(Required actions):
a - Decide whether each statement agrees with the passage on Euro 7 emission standards, answering yes or no and quoting the passage's deciding words: (i) Under Euro 7, NO_x emissions from light-duty and passenger diesel vehicles are limited to 60 mg/km, down from 80 mg/km under Euro 6. (ii) Euro 7 raises the maximum altitude limit to 2000 m. (iii) The particulate matter limit under Euro 6 was 12 mg/kWh.
b - Write the next part of the passage on Euro 7 emission standards, starting after its last sentence.

(Text segment):

%%

The automotive industry is facing a critical challenge in terms of decreasing air pollution and mitigating the impact of greenhouse gas (GHG) emissions on the environment. To address these pressing concerns, the adoption of cleaner and more environment-friendly technologies in vehicle design has become paramount. The introduction of Euro 6 emission standards in 2013 resulted in 80% and 77% reductions in NO_x emissions for steady-state and transient engine testing conditions, respectively [1,2]. The European Commission recently proposed Euro 7 emission standards that are planned to become effective in 2025 and 2027 for passenger cars, light-duty commercial vehicles, and heavy-duty commercial vehicles [3]. Considering the light-duty and passenger-car segments, diesel vehicle NO_x emissions are limited to 60 mg/km compared to the 80 mg/km limit in the Euro 6 standards, using the same cycle as Euro 6: the Worldwide Harmonized Light Vehicles Test Cycle (WLTC). For heavy-duty vehicles, the new standard level introduces two sets of limits, 350 and 90 mg/kWh, for cold and hot engine conditions, respectively, compared with the NO_x limit of 460 mg/kWh applied in Euro 6 standards, using the same cycle as Euro 6: the World Harmonized Transient Cycle (WHTC). Additionally, for light-duty and passenger-car segments, emission conformity for real-world driving scenarios is much stricter, such as short trips, which need to be taken into account, and reduced conformity factors. Furthermore, the worst-case scenario limits are enhanced, for example, the ambient temperature limit is increased from 35 °C to 45 °C and the maximum altitude is altered to 1800 m with respect to the 1600 m maximum in the Euro 6 regulations. The heavy-duty segment is expected to have more intention towards vehicle testing that will consider service conformity (ISC) and portable emissions measurement systems (PEMS). The particulate matter emission limit in Euro 6 standards (10 mg/kWh) was modified to 12 and 8 mg/kWh for cold and hot engine conditions, respectively. Considering these stricter limits and regulations for NO_x emissions, heavy-duty vehicle manufacturers have started to spend significant work time on engine and aftertreatment hardware development and calibration optimization.

%%

(Data section):
%%

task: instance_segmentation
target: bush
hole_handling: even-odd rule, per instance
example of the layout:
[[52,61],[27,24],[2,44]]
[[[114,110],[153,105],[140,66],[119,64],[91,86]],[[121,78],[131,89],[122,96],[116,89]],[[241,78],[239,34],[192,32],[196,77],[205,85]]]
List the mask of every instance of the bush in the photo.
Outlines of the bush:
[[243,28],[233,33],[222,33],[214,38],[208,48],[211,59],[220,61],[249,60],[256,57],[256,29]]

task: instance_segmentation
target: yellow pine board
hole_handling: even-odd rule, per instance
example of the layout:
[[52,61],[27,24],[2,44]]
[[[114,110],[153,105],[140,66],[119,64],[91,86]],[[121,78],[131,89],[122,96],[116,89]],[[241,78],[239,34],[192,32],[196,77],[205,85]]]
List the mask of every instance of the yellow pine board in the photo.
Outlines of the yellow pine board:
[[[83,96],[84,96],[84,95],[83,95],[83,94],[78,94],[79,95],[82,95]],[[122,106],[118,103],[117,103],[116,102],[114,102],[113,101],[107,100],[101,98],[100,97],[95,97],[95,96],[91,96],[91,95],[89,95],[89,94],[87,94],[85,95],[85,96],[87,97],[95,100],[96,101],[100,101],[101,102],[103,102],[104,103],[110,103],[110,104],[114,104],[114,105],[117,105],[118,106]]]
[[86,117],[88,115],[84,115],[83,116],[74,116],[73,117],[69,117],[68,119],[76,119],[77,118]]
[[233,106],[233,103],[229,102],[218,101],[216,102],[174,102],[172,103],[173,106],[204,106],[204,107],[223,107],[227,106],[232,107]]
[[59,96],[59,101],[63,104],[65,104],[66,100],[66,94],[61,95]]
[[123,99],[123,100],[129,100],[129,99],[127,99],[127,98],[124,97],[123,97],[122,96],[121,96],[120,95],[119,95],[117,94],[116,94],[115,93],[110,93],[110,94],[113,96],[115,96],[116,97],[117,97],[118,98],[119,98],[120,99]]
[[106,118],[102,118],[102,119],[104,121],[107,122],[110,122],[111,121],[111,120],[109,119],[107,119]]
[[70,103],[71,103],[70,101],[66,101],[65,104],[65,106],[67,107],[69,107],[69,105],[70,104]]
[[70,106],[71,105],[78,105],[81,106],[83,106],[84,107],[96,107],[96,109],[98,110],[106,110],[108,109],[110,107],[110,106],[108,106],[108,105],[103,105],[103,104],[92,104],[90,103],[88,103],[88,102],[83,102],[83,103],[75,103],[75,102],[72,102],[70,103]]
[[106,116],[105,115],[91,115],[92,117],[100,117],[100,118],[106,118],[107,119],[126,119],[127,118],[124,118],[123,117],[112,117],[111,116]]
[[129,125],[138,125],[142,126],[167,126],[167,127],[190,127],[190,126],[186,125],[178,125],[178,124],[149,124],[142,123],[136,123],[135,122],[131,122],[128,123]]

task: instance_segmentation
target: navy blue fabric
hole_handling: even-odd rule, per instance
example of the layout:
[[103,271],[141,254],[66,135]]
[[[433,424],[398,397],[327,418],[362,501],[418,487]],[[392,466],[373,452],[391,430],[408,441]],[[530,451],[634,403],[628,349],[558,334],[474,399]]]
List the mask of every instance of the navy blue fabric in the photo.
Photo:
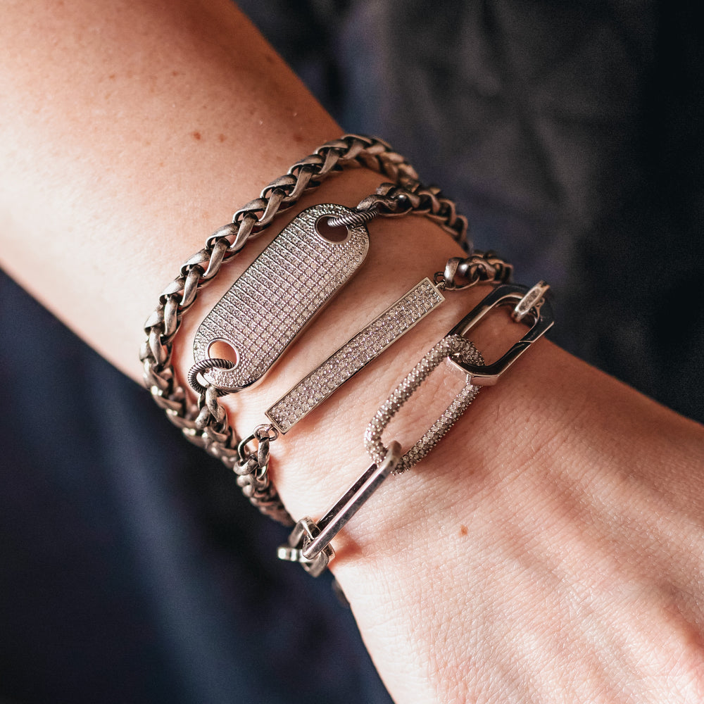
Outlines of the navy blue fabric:
[[[702,43],[677,4],[241,4],[346,130],[408,154],[553,337],[693,417]],[[146,312],[145,312],[146,313]],[[388,702],[325,579],[142,389],[0,275],[0,700]]]

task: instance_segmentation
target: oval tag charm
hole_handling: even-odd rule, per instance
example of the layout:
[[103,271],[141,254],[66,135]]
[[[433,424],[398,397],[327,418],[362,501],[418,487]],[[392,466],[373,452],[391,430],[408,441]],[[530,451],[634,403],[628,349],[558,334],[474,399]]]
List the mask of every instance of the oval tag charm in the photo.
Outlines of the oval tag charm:
[[213,356],[213,343],[224,342],[237,361],[232,369],[209,370],[208,382],[230,391],[259,382],[349,281],[369,249],[367,228],[326,228],[325,221],[352,212],[334,203],[303,210],[215,304],[196,333],[194,358]]

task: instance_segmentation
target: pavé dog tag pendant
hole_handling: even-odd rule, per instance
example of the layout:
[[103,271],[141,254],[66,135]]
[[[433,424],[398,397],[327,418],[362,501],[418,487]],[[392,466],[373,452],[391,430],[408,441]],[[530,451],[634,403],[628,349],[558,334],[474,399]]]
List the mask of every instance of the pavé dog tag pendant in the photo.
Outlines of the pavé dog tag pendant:
[[[224,356],[229,346],[235,366],[209,370],[208,382],[230,391],[256,384],[349,281],[367,256],[367,228],[327,221],[351,212],[332,203],[303,210],[215,304],[196,333],[194,358]],[[215,343],[225,344],[218,353]]]

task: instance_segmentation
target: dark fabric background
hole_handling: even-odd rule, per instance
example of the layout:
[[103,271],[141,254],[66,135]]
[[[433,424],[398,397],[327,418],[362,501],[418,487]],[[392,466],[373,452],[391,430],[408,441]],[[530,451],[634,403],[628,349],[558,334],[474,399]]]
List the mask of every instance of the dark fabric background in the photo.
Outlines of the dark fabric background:
[[[346,130],[553,284],[554,340],[704,420],[689,6],[241,4]],[[389,700],[329,582],[277,563],[285,531],[4,277],[0,396],[0,701]]]

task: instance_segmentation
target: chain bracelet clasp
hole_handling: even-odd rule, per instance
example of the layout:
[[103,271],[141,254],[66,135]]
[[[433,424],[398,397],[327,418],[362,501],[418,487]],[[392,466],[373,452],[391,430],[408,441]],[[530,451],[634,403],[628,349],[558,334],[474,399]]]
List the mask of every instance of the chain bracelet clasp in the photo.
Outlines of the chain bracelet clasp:
[[548,289],[544,281],[539,282],[532,289],[517,284],[505,284],[494,289],[448,333],[448,337],[466,337],[487,313],[505,306],[513,308],[511,318],[515,322],[529,319],[530,329],[503,357],[491,364],[481,366],[451,357],[452,363],[469,375],[471,382],[477,386],[496,384],[499,377],[553,327],[555,322],[553,308],[545,297]]
[[330,541],[379,489],[400,458],[401,446],[389,443],[384,461],[370,465],[317,523],[306,516],[296,524],[288,542],[279,548],[279,559],[300,563],[313,577],[322,574],[335,556]]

%%

(Results by task):
a -
(i) Yes: "diesel vehicle NO_x emissions are limited to 60 mg/km compared to the 80 mg/km limit in the Euro 6 standards"
(ii) No: "the maximum altitude is altered to 1800 m with respect to the 1600 m maximum in the Euro 6 regulations"
(iii) No: "The particulate matter emission limit in Euro 6 standards (10 mg/kWh) was modified to 12 and 8 mg/kWh for cold and hot engine conditions, respectively."

b -
The main enablers for NO_x emissions in diesel combustion are the high combustion temperature and the presence of N₂ and O₂ molecules in the combustion chamber. Considering the natural lean combustion strategy used in diesel engines, plenty of O₂ molecules are always present in the combustion chamber. Therefore, the primary strategy for reducing NO_x emissions is to lower the combustion temperature. Several techniques have been employed in diesel engines, such as exhaust gas recirculation (EGR), retarding injection timing, splitting the main injection, and downsizing [4]. The working principle behind the EGR strategy is to employ CO₂ inert gas to reduce the combustion temperature [5]. A portion of the exhaust gas is fed back to the intake manifold of the engine. EGR gases increase the specific heat coefficient (heat capacity) of the combustion gas mixture, causing a significant reduction in the maximum combustion temperature. Lowering the combustion temperature decreases the NO_x emissions generated [6]. However, considering the high-temperature exhaust gases caused by combustion, using the EGR strategy results in an elevated charge temperature at the intake manifold, which reduces the volumetric efficiency of the engine. Furthermore, the presence of CO₂ molecules reduces the possibility of physical interactions between the fuel and O₂ molecules, lowering the stability of combustion for the same air fuel ratio (AFR). Raouf and Abdalla investigated the effect of the EGR ratio (mass of EGR gases compared to the mass of fresh intake air) on the ignition delay and combustion duration parameters [7]. The outcome of the study showed that increasing the EGR ratio results in extended ignition delay and combustion duration for the above-mentioned reasons.

To reduce the negative aspects of using exhaust gases directly, EGR coolers were introduced with the aim of lowering the charge temperature and increasing the density of air and, hence, the O₂ content for the same boost pressure [8]. Wijeyakulasuriya et al. listed examples of cooled EGR technologies such as Toyota Motor Corporation’s ESTEC 2ZR-FXE with a maximum gasoline thermal efficiency of 40% [9]. Demirkesen et al. conducted a computational fluid dynamics (CFD) study using Siemens Simcenter software and validated the results with experimental test data obtained from a heavy-duty diesel engine EGR cooler [10]. The authors were able to predict the EGR outlet temperature with a sensitivity of 1 °C and the pressure drop values with a relative error of 5%.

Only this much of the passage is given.